Question

$O_{\left(g\right)}+e^{-}\to O_{\left(g\right)}^{-}\Delta H_1$
$O_{\left(g\right)}^{-}+e^{-}\to O_{\left(g\right)}^{-2}\Delta H_2$
$O_{2\left(g\right)}\to O_{2\left(g\right)}^{+}+e^{-}\Delta H_3$
$O_{\left(g\right)}\to O_{\left(g\right)}^{+}+e^{-}\Delta H_4$
$H_{2\left(g\right)}\to H_{2\left(g\right)}^{+}+e^{-}\Delta H_5$
$H_{\left(g\right)}\to H_{\left(g\right)}^{+}+e^{-}\Delta H_6$
$O_{\left(g\right)}+2e^{-}\to O^{-2}\Delta H_7$
Which of the following option(s) is/are correct?

• A. $|△H_1|>|△H_2|$
• B. $|△H_4|>|△H_3|$
• C. $|△H_5|>|△H_6|$
• D. $|△H_7|$ is +ve

Answer 1

Answer: (B), (C), (D)

The correct options are
B $|△H_4|>|△H_3|$
C $|△H_5|>|△H_6|$
D $|△H_7|$ is +ve

A) $O_{\left(g\right)}+e^{-}\to O_{\left(g\right)}^{-}△H_1=-142kJ$
$O_{\left(g\right)}^{-}+e^{-}\to O_{\left(g\right)}^{-2}△H_2=+844kJ$
since electron is added to negatively charged species, it will experience repulsion from incoming electron, hence the process is very endothermic.

B) $O_{2\left(g\right)}\to O_{2\left(g\right)}^{+}+e^{-}$
$\left(\text{Electron removed from antibonding molecular orbitals and hence it requires less energy than an electron from atomic orbital}\pi 2P_{y}or\pi 2P_x\right)$
Electronic configuration of $O_2$ is:
$\sigma \left(1s{)}^2{\sigma }^{\ast }\right(1s{)}^2\sigma \left(2s{)}^2{\sigma }^{\ast }\right(2s{)}^2\sigma \left(2p_z{)}^2\pi \right(2p_x{)}^2\pi \left(2p_y{)}^2{\pi }^{\ast }\right(2p_x{)}^1{\pi }^{\ast }(2p_y{)}^1$
$O_{\left(g\right)}\to O_{\left(g\right)}^{+}+e^{-}\left(\text{Electron removed from 2P}\right)$

C) $H_{2\left(g\right)}\to H_{2\left(g\right)}^{+}+e^{-}$
$(\text{Electron removed from bonding molecular orbital and it requires more energy than the electron from an atomic orbital}1s$
Electronic configuration of $H_2$ is:
$\sigma (1s{)}^2$
$H_{\left(g\right)}\to H_{\left(g\right)}^{+}+e^{-}(\text{Electron removed from}1s$
D) $O_{\left(g\right)}+2e^{-}\to O_{\left(g\right)}^{-2}△H_7=702kJ$

[Data items]
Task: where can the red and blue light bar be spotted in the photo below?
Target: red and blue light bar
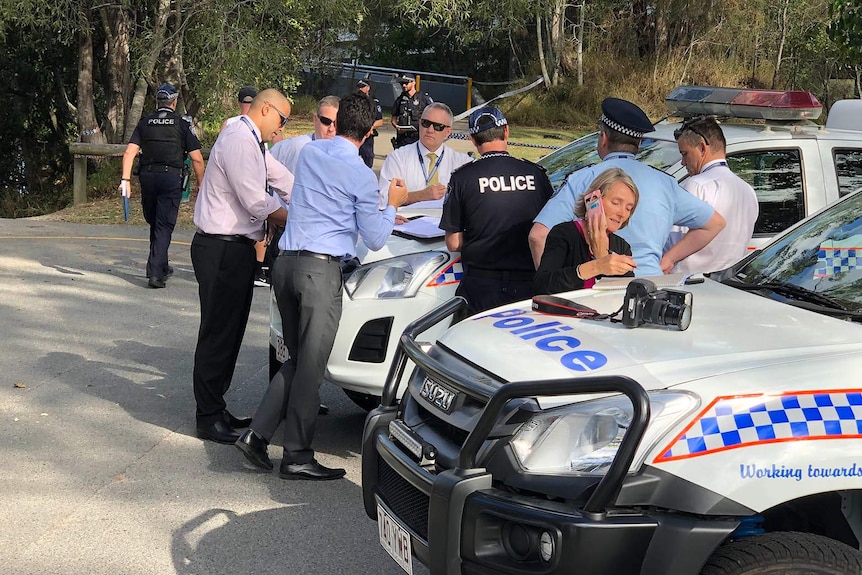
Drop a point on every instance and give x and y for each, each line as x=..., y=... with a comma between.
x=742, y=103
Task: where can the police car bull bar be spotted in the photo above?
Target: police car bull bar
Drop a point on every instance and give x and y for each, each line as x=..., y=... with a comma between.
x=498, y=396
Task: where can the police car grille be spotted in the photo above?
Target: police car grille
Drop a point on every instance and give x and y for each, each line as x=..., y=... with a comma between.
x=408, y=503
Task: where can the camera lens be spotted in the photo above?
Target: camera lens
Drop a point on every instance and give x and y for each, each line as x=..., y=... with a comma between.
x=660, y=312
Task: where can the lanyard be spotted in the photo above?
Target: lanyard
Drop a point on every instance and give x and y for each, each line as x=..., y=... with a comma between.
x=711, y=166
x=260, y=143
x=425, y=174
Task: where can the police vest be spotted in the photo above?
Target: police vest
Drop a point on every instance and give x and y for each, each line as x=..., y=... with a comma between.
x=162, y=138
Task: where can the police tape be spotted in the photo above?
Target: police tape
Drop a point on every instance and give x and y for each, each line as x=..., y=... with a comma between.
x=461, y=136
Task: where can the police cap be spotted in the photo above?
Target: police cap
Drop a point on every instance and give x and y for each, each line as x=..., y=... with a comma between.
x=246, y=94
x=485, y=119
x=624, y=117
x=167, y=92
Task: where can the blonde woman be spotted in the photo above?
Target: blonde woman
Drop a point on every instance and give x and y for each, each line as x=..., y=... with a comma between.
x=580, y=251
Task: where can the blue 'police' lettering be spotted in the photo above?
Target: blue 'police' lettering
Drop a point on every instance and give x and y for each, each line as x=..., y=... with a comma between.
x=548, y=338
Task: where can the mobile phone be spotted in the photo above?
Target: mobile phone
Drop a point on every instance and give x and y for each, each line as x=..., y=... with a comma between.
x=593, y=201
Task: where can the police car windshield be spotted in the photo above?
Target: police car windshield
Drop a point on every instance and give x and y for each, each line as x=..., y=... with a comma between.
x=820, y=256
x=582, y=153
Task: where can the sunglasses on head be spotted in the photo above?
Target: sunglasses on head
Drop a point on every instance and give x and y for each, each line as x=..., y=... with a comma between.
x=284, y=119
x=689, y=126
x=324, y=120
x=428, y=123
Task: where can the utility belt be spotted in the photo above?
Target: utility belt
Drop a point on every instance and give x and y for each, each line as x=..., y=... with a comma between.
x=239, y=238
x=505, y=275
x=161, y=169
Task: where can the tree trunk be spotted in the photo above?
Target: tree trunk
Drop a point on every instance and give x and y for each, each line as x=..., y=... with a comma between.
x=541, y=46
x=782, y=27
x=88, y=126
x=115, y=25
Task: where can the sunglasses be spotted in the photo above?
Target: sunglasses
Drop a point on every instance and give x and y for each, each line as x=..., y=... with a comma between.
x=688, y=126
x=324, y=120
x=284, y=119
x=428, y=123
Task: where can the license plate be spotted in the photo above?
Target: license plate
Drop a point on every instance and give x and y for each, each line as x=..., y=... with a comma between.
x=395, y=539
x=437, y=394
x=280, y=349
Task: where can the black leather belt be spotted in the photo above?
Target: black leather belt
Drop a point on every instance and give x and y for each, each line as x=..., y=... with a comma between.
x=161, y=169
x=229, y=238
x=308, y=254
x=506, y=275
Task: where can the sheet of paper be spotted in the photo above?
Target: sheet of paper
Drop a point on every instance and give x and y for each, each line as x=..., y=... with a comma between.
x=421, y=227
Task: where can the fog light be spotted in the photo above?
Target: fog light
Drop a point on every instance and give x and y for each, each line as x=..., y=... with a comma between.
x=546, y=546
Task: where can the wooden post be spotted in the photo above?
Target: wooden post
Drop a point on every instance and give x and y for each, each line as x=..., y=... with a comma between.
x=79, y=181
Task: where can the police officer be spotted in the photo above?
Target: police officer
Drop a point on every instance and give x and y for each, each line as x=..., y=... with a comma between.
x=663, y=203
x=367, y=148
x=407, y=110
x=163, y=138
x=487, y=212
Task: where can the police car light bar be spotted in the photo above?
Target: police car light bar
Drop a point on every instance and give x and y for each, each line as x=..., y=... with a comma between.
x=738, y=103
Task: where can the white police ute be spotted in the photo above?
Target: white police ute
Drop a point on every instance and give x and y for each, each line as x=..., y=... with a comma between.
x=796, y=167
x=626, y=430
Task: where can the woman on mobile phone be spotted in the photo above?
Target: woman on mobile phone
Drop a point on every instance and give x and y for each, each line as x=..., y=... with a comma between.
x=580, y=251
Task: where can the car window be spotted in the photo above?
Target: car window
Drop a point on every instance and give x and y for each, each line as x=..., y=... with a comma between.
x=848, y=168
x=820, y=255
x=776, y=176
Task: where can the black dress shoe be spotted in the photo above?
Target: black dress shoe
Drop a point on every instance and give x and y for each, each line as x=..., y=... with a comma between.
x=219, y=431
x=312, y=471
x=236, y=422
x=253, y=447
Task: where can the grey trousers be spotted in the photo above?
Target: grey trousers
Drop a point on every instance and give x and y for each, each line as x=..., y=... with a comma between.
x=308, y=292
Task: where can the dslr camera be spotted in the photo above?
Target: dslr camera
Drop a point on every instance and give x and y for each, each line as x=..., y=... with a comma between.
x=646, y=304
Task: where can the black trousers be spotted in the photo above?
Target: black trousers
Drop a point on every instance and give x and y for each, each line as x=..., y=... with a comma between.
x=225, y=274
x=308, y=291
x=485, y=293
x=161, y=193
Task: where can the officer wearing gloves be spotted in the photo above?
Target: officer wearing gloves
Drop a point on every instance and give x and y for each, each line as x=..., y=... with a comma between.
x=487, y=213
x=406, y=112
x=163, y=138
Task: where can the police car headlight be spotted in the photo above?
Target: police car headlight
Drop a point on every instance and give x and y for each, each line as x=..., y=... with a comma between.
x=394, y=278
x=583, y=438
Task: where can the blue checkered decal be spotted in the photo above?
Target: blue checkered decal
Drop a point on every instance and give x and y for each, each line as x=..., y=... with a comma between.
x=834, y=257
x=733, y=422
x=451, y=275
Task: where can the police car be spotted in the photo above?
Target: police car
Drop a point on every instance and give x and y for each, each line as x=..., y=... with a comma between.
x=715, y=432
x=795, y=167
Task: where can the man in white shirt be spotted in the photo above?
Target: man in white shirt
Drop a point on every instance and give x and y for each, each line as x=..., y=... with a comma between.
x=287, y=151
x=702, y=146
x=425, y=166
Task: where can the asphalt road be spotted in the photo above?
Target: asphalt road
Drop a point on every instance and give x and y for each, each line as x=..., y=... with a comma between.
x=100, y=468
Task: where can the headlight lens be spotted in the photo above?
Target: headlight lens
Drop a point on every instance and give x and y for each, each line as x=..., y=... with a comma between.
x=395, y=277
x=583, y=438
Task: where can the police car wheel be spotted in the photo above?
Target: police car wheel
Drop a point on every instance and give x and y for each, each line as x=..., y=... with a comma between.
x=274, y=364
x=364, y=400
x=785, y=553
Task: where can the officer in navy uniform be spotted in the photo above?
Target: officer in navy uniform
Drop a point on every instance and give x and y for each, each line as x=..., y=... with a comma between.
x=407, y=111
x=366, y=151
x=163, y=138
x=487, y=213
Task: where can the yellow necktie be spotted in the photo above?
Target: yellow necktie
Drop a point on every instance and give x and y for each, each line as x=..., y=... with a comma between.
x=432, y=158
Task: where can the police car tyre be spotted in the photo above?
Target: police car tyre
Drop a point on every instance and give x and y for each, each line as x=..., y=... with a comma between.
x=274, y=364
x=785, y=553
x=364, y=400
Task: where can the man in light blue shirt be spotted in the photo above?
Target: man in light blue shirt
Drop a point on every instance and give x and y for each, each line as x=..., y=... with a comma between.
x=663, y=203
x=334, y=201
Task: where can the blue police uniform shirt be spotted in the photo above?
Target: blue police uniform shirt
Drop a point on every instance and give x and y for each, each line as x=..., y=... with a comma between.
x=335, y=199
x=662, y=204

■ Aim
From the enthalpy question, return the span that begins at "The correct options" and ends after "is very endothermic.", copied word for word.

■ Solution to the problem
The correct options are
B $|△H_4|>|△H_3|$
C $|△H_5|>|△H_6|$
D $|△H_7|$ is +ve

A) $O_{\left(g\right)}+e^{-}\to O_{\left(g\right)}^{-}△H_1=-142kJ$
$O_{\left(g\right)}^{-}+e^{-}\to O_{\left(g\right)}^{-2}△H_2=+844kJ$
since electron is added to negatively charged species, it will experience repulsion from incoming electron, hence the process is very endothermic.